* [PROBLEM TO SOLVE]: Once you reach the line containing "column 688, row 538" in the data below, restate each line word for word up to and including the one containing "column 1143, row 427".

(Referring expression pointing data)
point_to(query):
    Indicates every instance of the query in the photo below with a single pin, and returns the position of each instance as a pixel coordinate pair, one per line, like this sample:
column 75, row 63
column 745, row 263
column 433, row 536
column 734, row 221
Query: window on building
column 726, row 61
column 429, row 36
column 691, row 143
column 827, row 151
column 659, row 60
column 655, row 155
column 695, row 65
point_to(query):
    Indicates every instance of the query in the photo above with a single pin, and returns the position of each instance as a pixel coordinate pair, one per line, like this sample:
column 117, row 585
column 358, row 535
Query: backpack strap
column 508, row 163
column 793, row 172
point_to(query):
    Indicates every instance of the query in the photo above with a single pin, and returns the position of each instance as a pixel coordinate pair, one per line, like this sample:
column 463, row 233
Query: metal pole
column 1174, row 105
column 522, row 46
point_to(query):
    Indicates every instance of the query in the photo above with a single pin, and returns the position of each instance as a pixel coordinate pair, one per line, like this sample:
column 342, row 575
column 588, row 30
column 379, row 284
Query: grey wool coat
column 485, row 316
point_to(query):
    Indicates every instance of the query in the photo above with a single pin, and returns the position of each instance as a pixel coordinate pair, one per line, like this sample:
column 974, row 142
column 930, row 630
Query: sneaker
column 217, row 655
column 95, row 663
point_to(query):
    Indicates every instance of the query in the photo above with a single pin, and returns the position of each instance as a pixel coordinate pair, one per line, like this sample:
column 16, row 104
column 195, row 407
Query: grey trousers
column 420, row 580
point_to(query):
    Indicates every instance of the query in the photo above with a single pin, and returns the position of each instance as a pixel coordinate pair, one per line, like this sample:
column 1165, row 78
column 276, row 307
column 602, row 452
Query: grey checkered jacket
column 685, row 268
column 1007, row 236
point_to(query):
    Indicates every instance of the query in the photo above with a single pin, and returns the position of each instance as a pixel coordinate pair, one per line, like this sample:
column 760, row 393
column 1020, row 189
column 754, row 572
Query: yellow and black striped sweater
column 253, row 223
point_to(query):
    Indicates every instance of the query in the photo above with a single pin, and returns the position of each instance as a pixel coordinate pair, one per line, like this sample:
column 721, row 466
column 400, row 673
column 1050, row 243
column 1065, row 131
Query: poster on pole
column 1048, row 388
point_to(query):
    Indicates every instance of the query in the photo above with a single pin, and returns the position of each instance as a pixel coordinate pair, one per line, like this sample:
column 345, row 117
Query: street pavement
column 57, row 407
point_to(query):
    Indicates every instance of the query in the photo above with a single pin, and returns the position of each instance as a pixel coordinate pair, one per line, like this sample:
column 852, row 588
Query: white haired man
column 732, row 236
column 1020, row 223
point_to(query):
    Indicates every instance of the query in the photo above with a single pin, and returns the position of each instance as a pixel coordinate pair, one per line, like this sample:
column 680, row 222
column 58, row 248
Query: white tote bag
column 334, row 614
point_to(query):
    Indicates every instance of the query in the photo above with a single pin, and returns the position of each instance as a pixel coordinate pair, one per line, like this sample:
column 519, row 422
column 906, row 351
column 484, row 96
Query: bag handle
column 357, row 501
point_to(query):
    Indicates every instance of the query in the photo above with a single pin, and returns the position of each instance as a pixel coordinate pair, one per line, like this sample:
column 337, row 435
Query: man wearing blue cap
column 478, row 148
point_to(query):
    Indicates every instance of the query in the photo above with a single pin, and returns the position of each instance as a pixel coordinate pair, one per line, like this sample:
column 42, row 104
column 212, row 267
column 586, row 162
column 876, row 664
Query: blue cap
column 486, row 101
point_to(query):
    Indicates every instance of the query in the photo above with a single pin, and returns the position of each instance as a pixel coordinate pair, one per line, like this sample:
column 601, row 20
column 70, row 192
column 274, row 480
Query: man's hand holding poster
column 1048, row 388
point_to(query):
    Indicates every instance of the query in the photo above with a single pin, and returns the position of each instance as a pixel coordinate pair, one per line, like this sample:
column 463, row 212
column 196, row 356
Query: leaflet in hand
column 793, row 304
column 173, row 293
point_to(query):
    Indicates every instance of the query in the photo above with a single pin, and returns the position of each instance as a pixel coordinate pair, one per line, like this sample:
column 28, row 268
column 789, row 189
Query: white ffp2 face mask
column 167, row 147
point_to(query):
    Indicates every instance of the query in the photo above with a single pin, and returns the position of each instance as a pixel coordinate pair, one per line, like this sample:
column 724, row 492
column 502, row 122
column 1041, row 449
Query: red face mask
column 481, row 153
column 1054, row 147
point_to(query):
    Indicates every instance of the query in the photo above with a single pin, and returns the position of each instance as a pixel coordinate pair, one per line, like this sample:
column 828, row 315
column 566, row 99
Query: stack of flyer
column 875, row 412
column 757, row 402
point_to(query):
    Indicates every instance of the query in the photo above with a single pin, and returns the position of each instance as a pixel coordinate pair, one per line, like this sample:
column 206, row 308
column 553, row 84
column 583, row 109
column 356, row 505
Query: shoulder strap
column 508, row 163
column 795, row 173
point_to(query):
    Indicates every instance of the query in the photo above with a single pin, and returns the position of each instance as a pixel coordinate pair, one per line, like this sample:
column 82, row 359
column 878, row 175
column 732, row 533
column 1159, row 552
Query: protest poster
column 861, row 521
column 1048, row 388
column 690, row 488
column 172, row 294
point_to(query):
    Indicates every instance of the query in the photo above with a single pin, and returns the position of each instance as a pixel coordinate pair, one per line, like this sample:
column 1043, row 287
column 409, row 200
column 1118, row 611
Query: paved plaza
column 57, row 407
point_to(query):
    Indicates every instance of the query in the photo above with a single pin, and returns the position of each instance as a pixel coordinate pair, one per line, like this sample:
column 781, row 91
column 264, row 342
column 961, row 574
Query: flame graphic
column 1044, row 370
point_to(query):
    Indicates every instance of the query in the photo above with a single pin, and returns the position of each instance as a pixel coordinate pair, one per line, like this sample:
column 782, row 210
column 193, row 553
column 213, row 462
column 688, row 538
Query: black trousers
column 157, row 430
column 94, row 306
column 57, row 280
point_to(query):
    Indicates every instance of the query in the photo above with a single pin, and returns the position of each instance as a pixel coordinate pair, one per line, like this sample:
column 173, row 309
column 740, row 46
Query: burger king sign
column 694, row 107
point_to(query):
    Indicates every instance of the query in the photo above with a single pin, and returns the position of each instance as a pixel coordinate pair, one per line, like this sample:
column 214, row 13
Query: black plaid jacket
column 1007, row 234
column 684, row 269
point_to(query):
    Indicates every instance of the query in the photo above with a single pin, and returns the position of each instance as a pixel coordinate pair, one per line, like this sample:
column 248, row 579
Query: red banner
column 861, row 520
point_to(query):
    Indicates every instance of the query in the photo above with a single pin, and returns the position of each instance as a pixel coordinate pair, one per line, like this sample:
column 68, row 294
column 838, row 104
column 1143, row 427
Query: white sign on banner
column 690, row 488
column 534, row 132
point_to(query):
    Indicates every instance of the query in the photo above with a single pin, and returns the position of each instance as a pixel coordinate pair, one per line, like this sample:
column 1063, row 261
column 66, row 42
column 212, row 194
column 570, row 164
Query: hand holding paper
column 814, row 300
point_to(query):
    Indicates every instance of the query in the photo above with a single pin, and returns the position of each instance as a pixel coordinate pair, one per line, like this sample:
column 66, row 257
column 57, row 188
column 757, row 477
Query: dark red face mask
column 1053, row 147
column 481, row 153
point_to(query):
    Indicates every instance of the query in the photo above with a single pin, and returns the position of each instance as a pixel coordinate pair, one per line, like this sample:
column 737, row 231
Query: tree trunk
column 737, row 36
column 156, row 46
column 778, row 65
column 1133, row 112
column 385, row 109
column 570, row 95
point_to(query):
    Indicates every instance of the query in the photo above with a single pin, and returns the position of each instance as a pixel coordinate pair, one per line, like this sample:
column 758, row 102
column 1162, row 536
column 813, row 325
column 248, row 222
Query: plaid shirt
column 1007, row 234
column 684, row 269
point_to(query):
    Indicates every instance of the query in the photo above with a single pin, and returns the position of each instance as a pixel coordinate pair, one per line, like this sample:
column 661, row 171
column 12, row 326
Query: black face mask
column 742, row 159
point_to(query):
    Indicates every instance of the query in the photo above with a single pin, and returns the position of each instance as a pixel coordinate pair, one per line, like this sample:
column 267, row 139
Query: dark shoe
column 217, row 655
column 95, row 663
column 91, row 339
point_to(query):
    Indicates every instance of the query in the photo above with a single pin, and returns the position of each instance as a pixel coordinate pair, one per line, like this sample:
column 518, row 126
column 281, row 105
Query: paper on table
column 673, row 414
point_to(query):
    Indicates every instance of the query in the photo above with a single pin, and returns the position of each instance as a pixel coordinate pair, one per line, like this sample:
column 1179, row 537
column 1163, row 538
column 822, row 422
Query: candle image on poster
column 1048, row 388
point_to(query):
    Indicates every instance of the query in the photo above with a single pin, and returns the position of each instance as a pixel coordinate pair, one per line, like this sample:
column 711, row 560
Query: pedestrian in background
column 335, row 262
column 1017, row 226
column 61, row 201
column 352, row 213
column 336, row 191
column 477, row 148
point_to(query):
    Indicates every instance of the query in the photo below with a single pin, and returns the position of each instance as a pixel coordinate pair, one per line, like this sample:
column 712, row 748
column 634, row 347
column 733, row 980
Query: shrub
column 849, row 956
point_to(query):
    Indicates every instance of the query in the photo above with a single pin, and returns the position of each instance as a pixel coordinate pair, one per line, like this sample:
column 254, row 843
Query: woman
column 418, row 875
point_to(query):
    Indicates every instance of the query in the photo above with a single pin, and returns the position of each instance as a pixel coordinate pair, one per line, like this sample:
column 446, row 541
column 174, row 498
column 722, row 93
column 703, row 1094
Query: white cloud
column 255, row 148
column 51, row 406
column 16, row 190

* [RESULT OF THIS EXERCISE]:
column 688, row 538
Query: black trousers
column 157, row 430
column 94, row 306
column 57, row 280
point_to(query):
    Indicates every instance of the query in the photo above with a single pin, and returns the position of each instance as a pixel coordinate pair, one per line, like this sample:
column 173, row 309
column 740, row 46
Query: burger king sign
column 694, row 107
point_to(query):
    Indicates every instance of the query in the photo above with a single pin, and returns the position of each instance as a pixel coordinate pair, one per line, like this sample:
column 214, row 13
Query: black plaid jacket
column 1007, row 234
column 684, row 269
point_to(query):
    Indicates every instance of the query in the photo above with a single pin, and returns the position of each instance as a pixel coordinate pair, one per line, like this sample:
column 248, row 579
Query: red banner
column 861, row 520
point_to(query):
    Indicates every instance of the query in the photo above with a single pin, and returns the position of each instance as a pixel coordinate pair, one per line, like this sample:
column 68, row 294
column 838, row 104
column 1143, row 427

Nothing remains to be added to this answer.